= Exercise set =
a) Count the lines in the records that contain the string "leaf", treating uppercase and lowercase as different, and reply with the number alone.
b) Extend the passage about how horror games build fear, picking up after its final sentence.

The more accurately sounds reflect what players see, the more immersed they will feel. All the developers talk about the importance of immersion, and I reckon it's more vital in horror than in other genre. You can enjoy a shooter without ever thinking or feeling like it's you pulling the trigger. But in horror, the more real an environment is, the easier is it to imagine that you are personally in danger.

To that end, Milham tells me that horror games aim to create environments that are immediately understandable. "There's a reason that horror games tend to have very relatable and readable situations, like a log cabin, or a forest, because you need to believe this world," he says. In Dead Space that meant keeping the sci-fi setting grounded. "People couldn't spend a lot of their visual energy imagining what's going on, or being reminded that it's a video game. We had all kinds of cool ideas with the sci-fi, but as we dialled in on horror we ended up dialling back most of those things."

alien isolation desk

Hope agrees. He says the team went to great lengths to ensure the world was "consistent" and "believable". "We tried as much as possible to not cheat. If the alien went into a vent, then it had to go through the vent, it couldn't disappear. It feels real, so when things go down it feels real," he explains.

So, you've got terrifying visuals, spooky sounds, and a believable world that sends the player's imagination into overdrive. But you still need some structure, and a sense of pace. Milham says horror games should always have a "languid" pace, giving the player time to reflect on what's happened. "Horror comes from slowly dawning realisations, and you need space for that," he says, adding that giving the player more time in environments also gives them more opportunity to care about the world they're in.

The best horror games will create tension through that pacing. The third episode of Stories Untold, for example, involves trying to find out what an artefact is by performing a series of tests. "Instead of doing a typical game style, 'three things and then something big happens', we're dealing out micro-reveals really slowly," says McKellan. "And with each one you get a bit more information but not the full picture, and each one takes it in a different direction." When I played it I felt really uneasy, and McKellan likens it to tightening a guitar string. "It's getting higher and higher and you're worried it's going to snap, but you have to keep going."

But without a real threat of that string snapping, the player will relax. So you'll need some moments that really shake the player, that slap them around the face. A jump scare is a common solution: they get a bad rep because they're often cheap, but Milham says they have their place if they're done well, comparing them to a "needle prick" that players want to avoid in future. You can also use the panic of being in strategic danger to the same end, such as facing the alien in Isolation, where you know you'll die in one hit and potentially lose a lot of progress. Those moments release the built-up tension, and then it starts all over again.

= Material provided =

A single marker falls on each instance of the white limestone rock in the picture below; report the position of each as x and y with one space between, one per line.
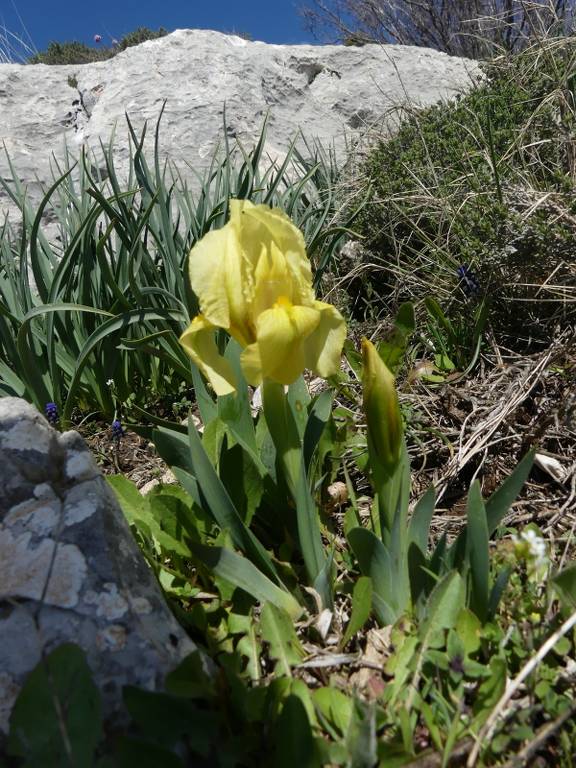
70 570
330 92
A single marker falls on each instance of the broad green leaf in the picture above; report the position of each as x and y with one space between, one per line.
149 515
293 740
468 628
222 508
478 552
309 534
419 527
444 604
374 561
57 717
361 737
317 419
361 608
277 629
393 349
335 707
497 591
240 572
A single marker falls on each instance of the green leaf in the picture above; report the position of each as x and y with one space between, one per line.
241 479
468 628
361 737
191 679
490 691
57 717
148 519
240 572
444 604
335 707
277 628
374 561
478 552
293 740
361 608
393 349
309 534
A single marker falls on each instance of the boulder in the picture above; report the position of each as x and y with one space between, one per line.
331 92
70 570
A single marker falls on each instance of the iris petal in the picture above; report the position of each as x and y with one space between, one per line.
324 345
281 334
198 341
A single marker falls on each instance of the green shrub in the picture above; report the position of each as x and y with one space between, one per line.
78 53
486 180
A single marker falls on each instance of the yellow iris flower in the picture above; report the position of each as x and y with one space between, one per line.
253 278
383 416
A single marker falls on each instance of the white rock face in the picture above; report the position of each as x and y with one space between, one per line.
70 569
330 92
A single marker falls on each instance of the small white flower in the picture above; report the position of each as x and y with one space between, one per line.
532 548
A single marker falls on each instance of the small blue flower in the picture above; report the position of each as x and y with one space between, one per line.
468 280
51 411
117 430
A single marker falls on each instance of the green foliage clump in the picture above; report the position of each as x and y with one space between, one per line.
74 52
487 180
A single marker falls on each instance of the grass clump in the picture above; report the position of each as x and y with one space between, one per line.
486 181
74 52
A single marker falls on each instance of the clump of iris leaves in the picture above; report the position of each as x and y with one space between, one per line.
285 592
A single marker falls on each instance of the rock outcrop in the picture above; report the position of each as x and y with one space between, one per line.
330 92
70 570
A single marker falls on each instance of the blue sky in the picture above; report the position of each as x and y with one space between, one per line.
274 21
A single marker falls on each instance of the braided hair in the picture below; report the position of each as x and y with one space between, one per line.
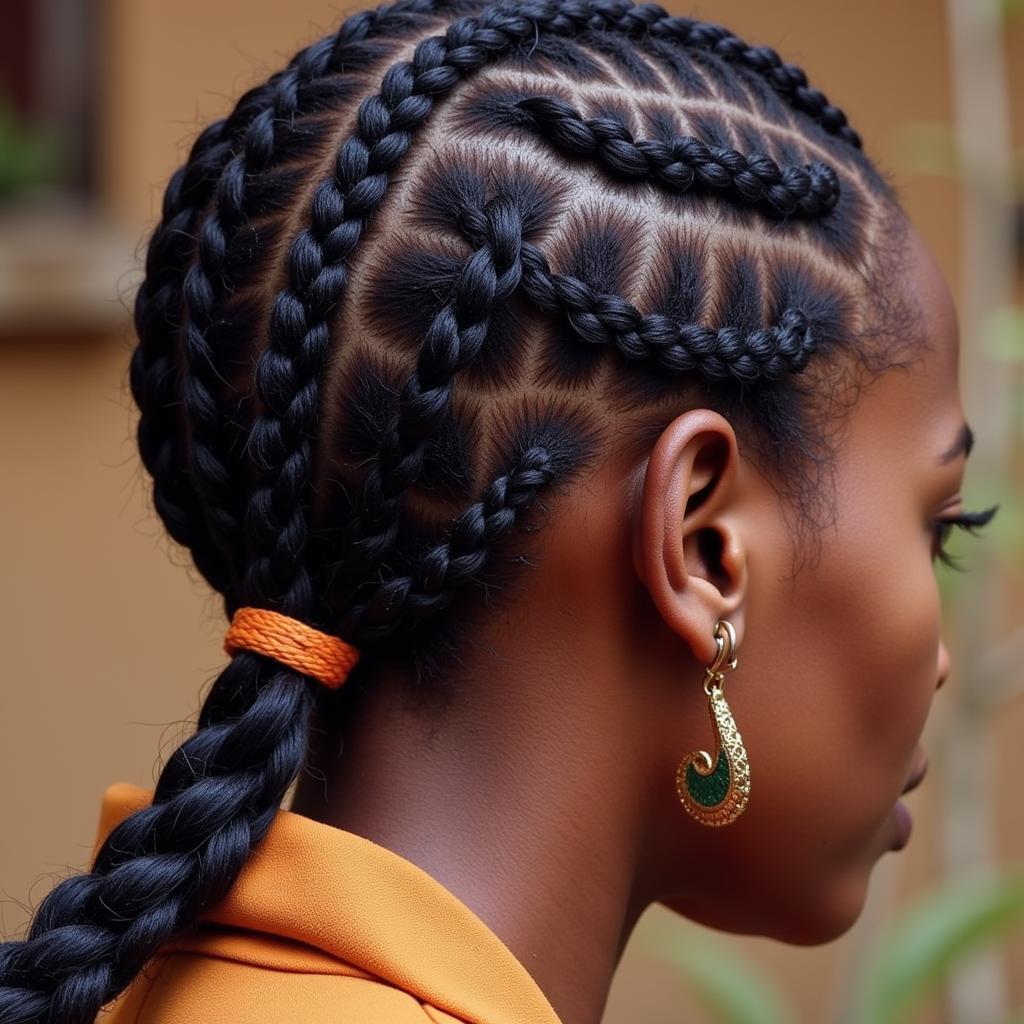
608 214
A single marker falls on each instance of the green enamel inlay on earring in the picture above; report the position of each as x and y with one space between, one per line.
710 790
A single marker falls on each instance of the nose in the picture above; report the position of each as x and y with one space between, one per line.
945 664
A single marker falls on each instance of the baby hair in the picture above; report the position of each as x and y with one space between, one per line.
400 298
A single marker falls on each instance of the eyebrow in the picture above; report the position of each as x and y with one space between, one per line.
964 443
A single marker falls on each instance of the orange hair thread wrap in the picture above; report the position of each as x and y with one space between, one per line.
292 642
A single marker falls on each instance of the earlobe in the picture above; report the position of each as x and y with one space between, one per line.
689 549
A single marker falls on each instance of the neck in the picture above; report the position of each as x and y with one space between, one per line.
514 808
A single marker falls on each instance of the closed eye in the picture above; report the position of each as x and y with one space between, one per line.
970 521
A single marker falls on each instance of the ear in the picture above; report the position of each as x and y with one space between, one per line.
688 548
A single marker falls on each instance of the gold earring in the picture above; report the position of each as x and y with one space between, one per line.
715 792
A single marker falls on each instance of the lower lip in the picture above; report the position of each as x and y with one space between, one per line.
904 824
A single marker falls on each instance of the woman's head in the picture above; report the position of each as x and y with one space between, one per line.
457 292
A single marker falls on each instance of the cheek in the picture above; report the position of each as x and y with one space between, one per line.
832 695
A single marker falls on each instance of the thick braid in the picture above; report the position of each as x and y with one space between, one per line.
718 353
454 339
383 135
638 19
161 867
403 600
685 162
152 375
209 466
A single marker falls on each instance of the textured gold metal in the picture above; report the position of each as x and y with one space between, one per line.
715 792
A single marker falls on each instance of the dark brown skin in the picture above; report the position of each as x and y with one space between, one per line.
544 796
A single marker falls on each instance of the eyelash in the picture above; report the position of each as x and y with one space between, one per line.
966 520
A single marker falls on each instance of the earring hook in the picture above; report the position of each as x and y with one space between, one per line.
726 659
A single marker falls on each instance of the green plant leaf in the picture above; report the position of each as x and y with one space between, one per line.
921 946
730 986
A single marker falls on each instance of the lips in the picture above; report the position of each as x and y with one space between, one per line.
916 774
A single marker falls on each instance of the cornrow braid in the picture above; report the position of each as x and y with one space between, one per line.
294 90
686 162
162 867
339 211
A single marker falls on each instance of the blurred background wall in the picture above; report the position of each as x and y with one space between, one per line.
109 638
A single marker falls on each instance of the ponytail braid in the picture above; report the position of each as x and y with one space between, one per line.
248 515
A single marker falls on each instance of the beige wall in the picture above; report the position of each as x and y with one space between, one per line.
108 642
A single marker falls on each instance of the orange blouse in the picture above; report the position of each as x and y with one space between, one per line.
327 926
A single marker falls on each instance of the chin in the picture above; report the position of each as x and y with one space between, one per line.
799 922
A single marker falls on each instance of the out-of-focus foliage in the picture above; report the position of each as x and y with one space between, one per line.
29 157
909 961
918 950
730 986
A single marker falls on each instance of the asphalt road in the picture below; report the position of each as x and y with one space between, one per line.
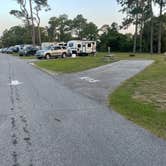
99 82
44 123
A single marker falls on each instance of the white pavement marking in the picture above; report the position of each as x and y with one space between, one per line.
15 83
90 80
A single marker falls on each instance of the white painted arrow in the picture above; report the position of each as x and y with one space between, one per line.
15 83
90 80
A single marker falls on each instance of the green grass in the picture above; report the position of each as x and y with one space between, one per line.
142 99
69 65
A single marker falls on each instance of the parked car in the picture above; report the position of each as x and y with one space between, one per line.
22 50
81 47
52 51
10 50
30 51
4 50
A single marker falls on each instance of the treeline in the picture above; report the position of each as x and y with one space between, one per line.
64 29
149 33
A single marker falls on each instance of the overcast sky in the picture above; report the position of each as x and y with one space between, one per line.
98 11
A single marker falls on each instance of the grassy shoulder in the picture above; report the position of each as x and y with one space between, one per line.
28 57
69 65
142 99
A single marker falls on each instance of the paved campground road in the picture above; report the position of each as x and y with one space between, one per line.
46 123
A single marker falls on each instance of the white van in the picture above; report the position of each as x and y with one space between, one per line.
81 47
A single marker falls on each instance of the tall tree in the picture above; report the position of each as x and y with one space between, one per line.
39 5
162 4
132 10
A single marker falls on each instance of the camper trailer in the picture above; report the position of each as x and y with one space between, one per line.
81 47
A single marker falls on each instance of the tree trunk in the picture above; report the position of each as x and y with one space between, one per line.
142 25
136 32
33 27
151 26
151 36
39 35
141 38
160 27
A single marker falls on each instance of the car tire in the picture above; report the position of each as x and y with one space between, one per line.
48 56
63 55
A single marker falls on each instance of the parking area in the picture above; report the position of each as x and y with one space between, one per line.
99 82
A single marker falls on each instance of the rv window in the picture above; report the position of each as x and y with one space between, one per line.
71 44
89 45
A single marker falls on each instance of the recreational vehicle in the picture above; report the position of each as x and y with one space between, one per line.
81 47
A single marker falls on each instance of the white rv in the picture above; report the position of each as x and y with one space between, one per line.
81 47
47 44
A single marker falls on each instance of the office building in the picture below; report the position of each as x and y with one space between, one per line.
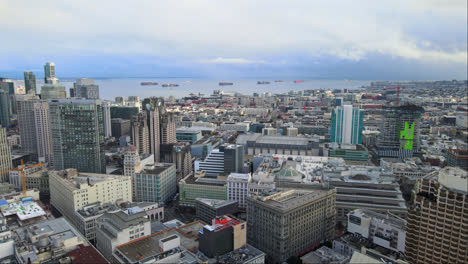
200 186
27 122
5 106
284 223
275 144
238 188
106 111
120 127
346 125
156 182
225 159
5 155
438 218
145 132
226 234
49 73
85 88
168 129
208 209
400 131
77 135
117 228
364 187
180 155
188 135
71 191
383 230
53 91
30 82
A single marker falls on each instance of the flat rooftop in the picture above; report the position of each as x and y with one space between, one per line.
148 246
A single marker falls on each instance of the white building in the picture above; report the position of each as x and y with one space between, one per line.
117 228
383 230
239 127
238 188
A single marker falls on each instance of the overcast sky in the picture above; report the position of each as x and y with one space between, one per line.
398 39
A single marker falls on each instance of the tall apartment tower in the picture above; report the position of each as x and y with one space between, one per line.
346 125
85 88
49 73
5 106
26 121
437 228
168 129
5 155
284 223
400 131
145 133
77 135
30 82
107 119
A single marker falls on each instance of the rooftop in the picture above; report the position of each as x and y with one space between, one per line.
148 246
215 203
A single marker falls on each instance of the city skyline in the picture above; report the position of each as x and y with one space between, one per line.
299 39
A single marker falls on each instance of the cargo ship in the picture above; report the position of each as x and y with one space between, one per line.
148 83
170 85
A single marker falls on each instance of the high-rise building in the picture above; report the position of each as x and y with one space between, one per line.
238 188
30 82
106 111
225 159
400 131
284 223
26 122
145 132
168 129
438 218
77 135
85 88
5 155
53 91
346 125
156 182
49 73
5 108
71 191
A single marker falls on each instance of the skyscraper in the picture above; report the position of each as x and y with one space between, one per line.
399 131
30 82
49 73
85 88
26 122
5 155
77 135
437 229
346 125
145 131
53 91
4 107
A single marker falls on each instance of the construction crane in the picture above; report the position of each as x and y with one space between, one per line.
398 88
23 177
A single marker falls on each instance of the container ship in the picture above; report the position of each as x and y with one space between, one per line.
148 83
170 85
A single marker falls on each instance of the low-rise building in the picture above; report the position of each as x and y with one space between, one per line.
208 209
383 230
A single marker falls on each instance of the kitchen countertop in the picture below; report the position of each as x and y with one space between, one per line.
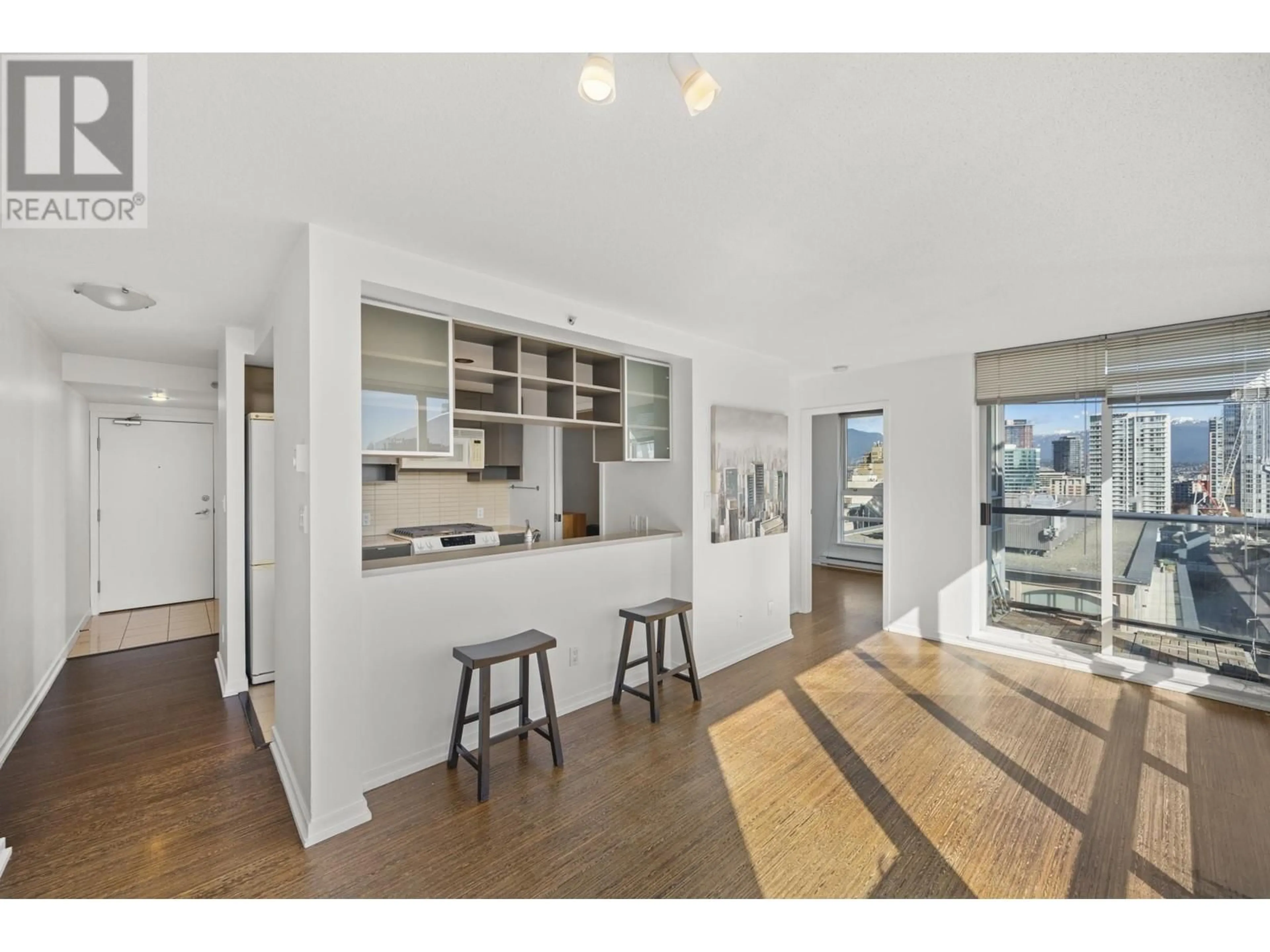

= Solved tasks =
a) 3

b)
amnesia the dark descent

It's important to give players some down time, too. Grip says you can't have "too many scares in one area", because each one will be less impactful. Similarly, giving players a bit of time to relax or enjoy an achievement can motivate them to push on. Hope points to Isolation's save system as an example of that in action. "The release of making it [to a save station] and breathing a sigh of relief was fantastic, and you wouldn't have that feeling if you didn't have the build up. It's small victories, so people thought they could make it."

Ultimately, the best horror games are the ones that combine all of those elements at the same time. And that's extremely difficult, as McKellan tells me, because often what they're working with in the development process is not very scary at all. "What makes a game scary is all the pieces working together, and you don't have them for a long time, so we're going on gut feelings a lot of the time," he says. "Without the music, lighting, atmosphere, it's quite hard to visualise how scary or how intense it might be, and you're so numb to [the tension] when you're building it yourself."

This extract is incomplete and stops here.